━━━━━ Textabschnitt
Aber auch heute finden sich erstaunlich viele Vorurteile im kirchlichen Leben, sogar gegen andere Geschwister des Glaubens: Wenn etwa in einer Innenstadtgemeinde afrikanischen Christinnen und Christen ihren eigenen Gottesdienst feiern dürfen, aber dies nur unter strengen Auflagen erlaubt wird.

In der deutschen Ortsgemeinde hat man Sorge, dass die Gottesdienste zu laut und wild seien. Damit wollen viele lieber nichts zu tun haben. Statt einmal am Sonntagnachmittag hinzugehen und mitzuerleben, wie die afrikanischen Schwestern und Brüder Gott preisen und das Evangelium auf ihre Weise verkündigen, wird der Mietvertrag bald wieder gekündigt. Denn es gibt Beschwerden, dass es hinterher im Gemeindehaus immer so dreckig gewesen ist.

So bleiben am Ende doch alle unter sich, nach Hautfarben sortiert. „Wir“ und „die anderen“ – von Vorurteilen geprägt. Dabei haben gerade für uns Christinnen und Christen solche Merkmale wie Hautfarbe oder Sprache keine trennende Kraft mehr. Und das wird besonders in der Advents- und Weihnachtszeit deutlich, wenn wir auf das Christkind warten. Das schutzlose Kind in der Krippe bindet Menschen zusammen statt sie zu trennen, über alle staatlichen oder kulturellen Grenzen hinweg. Schließlich sind die „Drei heiligen Könige“ oder „Weisen aus dem Morgenland“ die ersten internationalen Gäste, die den neuartigen König begrüßen. Nicht im Palast zu Jerusalem, sondern im Stall von Bethlehem. Ohne Soldatenschutz, aber umgeben von Hirten, den Ausgegrenzten ihrer Zeit, mit denen man besser nichts zu tun haben wollte. Beim Jesuskind kommen einfach alle zusammen, unabhängig von ihrem Hintergrund oder der sozialen Stellung.

Es gehört zur Erfolgsgeschichte des Christentums, dass das Evangelium allen Menschen gilt, ungeachtet ihrer Herkunft oder ihres Hintergrunds. So kommt es, dass der Apostel Paulus im Galaterbrief schließlich zu der Aussage kommt: „Hier ist nicht Jude noch Grieche, hier ist nicht Sklave noch Freier, hier ist nicht Mann noch Frau; denn ihr seid allesamt einer in Christus Jesus.“

Mit anderen Worten: Hier ist nicht Afrikaner oder „Biodeutscher“, hier ist nicht Mittelständler oder Langzeitarbeitsloser, hier ist nicht Niedriglöhner oder Manager, nicht Frau noch Mann, nicht Homo oder Hetero, nicht Eingesessener oder Zugewanderter; denn wir alle zusammen bilden die Gemeinschaft der Heiligen.
━━━━━━━━━━
━━━━━ Rohdaten
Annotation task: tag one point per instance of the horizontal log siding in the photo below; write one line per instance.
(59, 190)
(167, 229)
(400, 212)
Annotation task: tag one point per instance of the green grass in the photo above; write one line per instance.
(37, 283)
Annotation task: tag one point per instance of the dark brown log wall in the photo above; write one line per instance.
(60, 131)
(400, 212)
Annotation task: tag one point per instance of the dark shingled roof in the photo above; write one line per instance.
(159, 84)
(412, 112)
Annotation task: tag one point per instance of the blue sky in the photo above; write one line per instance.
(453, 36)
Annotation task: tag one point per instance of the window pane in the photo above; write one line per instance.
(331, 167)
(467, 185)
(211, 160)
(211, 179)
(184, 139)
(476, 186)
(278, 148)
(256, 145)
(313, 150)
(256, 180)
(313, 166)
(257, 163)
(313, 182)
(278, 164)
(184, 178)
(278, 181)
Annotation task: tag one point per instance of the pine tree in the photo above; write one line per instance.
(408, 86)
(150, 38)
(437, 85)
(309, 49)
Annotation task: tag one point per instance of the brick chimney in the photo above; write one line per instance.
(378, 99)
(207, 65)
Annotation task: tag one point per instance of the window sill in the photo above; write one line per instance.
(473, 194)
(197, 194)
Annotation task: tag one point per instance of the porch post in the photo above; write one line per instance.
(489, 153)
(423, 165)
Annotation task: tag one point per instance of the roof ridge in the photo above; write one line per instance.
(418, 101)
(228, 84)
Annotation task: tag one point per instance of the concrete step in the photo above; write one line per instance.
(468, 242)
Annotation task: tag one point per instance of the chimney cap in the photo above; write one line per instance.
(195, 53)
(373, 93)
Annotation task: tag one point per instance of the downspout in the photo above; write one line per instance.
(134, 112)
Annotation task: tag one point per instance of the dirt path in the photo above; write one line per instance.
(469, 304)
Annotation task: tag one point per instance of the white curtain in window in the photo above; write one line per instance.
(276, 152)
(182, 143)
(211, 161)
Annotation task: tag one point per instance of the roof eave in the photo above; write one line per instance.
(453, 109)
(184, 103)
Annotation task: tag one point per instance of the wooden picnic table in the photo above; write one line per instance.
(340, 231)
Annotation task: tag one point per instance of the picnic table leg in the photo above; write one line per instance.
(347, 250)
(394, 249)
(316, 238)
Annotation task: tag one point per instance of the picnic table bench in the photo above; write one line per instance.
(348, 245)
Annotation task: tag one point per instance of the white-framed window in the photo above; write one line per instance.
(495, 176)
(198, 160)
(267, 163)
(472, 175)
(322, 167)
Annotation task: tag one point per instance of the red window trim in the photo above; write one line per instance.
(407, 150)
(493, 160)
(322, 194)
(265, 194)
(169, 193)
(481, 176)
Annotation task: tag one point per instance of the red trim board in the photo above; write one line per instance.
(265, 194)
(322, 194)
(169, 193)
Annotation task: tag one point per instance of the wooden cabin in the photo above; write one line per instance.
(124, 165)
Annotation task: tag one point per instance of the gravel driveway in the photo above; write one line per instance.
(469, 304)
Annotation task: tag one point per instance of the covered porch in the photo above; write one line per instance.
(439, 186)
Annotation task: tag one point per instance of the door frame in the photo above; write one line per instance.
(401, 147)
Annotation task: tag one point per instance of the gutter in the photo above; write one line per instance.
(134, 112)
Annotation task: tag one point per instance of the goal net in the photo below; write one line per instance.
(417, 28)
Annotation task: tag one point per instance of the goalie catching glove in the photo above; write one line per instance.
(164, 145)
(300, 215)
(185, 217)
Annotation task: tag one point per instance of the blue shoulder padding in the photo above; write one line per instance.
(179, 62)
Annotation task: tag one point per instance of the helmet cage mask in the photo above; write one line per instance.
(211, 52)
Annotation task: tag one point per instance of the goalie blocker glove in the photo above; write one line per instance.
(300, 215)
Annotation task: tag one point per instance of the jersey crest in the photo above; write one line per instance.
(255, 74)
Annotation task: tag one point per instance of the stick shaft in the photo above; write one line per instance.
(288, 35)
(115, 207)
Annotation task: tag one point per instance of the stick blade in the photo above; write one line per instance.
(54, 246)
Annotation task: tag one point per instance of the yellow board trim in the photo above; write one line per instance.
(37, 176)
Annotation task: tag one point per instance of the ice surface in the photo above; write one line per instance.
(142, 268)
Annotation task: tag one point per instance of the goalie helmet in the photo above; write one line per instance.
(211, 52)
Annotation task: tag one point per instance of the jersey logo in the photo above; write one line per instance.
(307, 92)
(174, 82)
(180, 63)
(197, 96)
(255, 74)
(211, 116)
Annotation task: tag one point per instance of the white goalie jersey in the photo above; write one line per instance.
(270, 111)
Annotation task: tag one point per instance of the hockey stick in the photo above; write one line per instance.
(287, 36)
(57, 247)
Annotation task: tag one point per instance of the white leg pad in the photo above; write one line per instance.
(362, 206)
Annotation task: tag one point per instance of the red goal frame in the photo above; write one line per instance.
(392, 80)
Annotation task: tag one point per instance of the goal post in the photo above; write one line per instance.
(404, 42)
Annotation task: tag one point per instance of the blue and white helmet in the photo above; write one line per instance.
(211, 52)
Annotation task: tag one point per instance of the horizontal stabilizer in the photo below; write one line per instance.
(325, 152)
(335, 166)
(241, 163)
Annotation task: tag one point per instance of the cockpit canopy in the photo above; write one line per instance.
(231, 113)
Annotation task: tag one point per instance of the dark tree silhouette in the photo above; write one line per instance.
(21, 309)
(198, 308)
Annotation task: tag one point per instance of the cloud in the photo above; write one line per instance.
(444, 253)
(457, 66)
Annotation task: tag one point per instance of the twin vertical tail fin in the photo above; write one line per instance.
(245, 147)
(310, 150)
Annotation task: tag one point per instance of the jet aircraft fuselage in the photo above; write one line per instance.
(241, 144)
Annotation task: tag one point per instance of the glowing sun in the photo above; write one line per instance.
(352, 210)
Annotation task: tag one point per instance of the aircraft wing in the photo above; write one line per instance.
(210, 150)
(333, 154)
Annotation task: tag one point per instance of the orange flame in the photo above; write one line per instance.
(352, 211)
━━━━━━━━━━
Aufgaben ::
A: Welche Beschwerde führt laut dem Textabschnitt dazu, dass der Mietvertrag wieder gekündigt wird?
B: Fasse den Textabschnitt in zwei Sätzen zusammen.

Antworten ::
A: Dass es hinterher im Gemeindehaus immer so dreckig gewesen ist.

B: Im kirchlichen Leben gibt es bis heute Vorurteile, etwa wenn eine deutsche Ortsgemeinde afrikanischen Christinnen und Christen ihren Gottesdienst nur unter strengen Auflagen erlaubt und den Mietvertrag nach Beschwerden über Schmutz wieder kündigt. Dabei haben Merkmale wie Hautfarbe oder Sprache für Christinnen und Christen keine trennende Kraft mehr: Beim Jesuskind kommen alle unabhängig von Hintergrund und sozialer Stellung zusammen, und nach Paulus sind alle einer in Christus Jesus.